■ **Problemas por resolver**
- a) Enumere las terroríficas imágenes que, según el testimonio sobre el Palacio de Justicia, no se han borrado.
- b) Prosiga el testimonio sobre el Palacio de Justicia a partir de su última oración.

■ **Fragmento citado**

────────────────

A mí no me la contaron, la viví completa.
Por Fernando Ortiz Alvear*. - El holocausto del palacio de justicia hace 39 años es una página que nunca podrá pasarse, siempre estará abierta para que las nuevas generaciones no cometan el grave error de ignorar y despreciar su historia. Pueden repetirla.
Cómo olvidar esos fatídicos miércoles 6 y jueves 7 de noviembre de 1985 cuando, cumpliendo el deber de informar, fui testigo de la brutal toma del M-19 y la más brutal retoma de las fuerzas militares.
Menos se han borrado las terroríficas imágenes del bombardeo de la terraza, el rocketazo a la fachada y el pavoroso incendio de las cortes, ni la cobarde actitud del presidente Belisario Betancur que prefirió que la cúpula militar le diera un golpe de estado exprés durante 26 y media horas, a salvar vidas humanas.
Tampoco olvidaré el macabro desfile de los sobrevivientes, una pasarela por la que desfiló la muerte, desde la puerta del destruido y humeante palacio de justicia hasta la casa del florero, donde muchos desaparecieron como por arte de siniestra magia. Luego aparecieron en huesos, entregados en cajas pulcramente maquilladas, a sus familiares con identidades erróneas como consuelo.

────────────────

(Datos de localización de un punto por instancia)
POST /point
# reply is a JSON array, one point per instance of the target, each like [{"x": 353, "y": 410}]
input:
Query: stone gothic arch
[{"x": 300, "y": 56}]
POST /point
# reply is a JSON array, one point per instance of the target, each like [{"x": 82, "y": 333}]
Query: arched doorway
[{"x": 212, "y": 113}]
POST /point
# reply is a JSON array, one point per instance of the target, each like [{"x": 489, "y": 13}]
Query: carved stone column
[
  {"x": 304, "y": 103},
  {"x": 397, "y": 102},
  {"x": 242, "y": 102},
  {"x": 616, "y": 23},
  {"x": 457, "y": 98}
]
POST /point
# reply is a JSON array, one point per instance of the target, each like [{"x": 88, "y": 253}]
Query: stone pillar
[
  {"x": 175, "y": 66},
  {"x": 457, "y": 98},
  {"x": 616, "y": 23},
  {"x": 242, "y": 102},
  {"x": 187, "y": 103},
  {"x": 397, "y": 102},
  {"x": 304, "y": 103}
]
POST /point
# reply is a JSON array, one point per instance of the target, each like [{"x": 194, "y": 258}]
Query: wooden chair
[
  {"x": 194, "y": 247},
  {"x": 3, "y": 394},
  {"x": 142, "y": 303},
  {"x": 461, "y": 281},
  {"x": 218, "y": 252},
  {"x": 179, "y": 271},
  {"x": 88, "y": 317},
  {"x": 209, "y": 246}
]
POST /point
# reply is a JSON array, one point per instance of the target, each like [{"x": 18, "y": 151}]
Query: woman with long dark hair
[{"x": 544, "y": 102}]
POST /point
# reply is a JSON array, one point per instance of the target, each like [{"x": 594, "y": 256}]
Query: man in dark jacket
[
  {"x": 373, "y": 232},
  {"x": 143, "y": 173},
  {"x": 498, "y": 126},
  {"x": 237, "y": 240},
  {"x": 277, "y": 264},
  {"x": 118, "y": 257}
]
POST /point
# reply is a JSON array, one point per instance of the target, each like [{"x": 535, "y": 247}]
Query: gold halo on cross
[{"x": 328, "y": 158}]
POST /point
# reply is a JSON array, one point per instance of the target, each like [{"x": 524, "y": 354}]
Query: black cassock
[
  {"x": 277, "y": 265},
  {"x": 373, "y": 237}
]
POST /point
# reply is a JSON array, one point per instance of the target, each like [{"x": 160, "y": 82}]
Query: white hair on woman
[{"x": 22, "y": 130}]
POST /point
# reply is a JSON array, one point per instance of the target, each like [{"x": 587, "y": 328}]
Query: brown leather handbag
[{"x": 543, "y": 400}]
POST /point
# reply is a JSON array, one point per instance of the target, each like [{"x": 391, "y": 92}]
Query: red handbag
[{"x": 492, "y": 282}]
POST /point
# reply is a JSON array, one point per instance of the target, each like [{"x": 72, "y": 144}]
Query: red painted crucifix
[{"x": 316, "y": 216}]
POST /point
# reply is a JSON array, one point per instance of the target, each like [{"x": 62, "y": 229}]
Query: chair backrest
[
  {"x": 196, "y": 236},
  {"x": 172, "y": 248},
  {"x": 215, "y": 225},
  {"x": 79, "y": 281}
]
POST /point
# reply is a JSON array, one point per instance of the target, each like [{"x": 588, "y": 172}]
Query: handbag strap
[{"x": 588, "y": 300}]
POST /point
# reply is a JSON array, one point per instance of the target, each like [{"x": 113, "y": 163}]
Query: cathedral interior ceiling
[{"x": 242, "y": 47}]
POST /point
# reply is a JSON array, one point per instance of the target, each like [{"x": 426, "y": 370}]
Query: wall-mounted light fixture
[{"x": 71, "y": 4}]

────────────────

■ **Respuestas**
- a)
- El bombardeo de la terraza
- El rocketazo a la fachada
- El pavoroso incendio de las cortes

- b)
Nunca olvidaré que a la 1:30 de la tarde de ese miércoles 6 de noviembre, dos horas después de iniciado el asalto, informé sobre el aterrizaje de un helicóptero militar en la esquina suroeste de la Plaza de Bolívar en cuyo interior había tres cajas de explosivos con la marca Indumil. Supuse que ese material era para la retoma del palacio de justicia. A los 15 minutos irrumpieron un oficial y un soldado. Fueron hasta el ventanal de la comisión quinta de la cámara en el capitolio, desde donde transmitía informes para el noticiero nacional del GRC. Sin mediar palabra destrozaron la consola de transmisión y luego me sacaron a empellones y montaron a un jeep militar (Land Rover verde) que se dirigió por la calle 10. Al llegar a la carrera décima el tumulto de curiosos cerró el paso. Fue el momento en que aproveché y me escapé para retornar al puesto de trabajo y continuar cubriendo la cruenta jornada. No supe a dónde me llevaban, tampoco importaba. Lo importante es que antepuse la verdad. Como nunca voy a olvidar Eduardo Carrillo Nates, exalcalde de Popayán, entonces presidente de la comisión quinta de la cámara de representantes e irrepetible amigo, quien facilitó el espacio para cumplir mi tarea informativa.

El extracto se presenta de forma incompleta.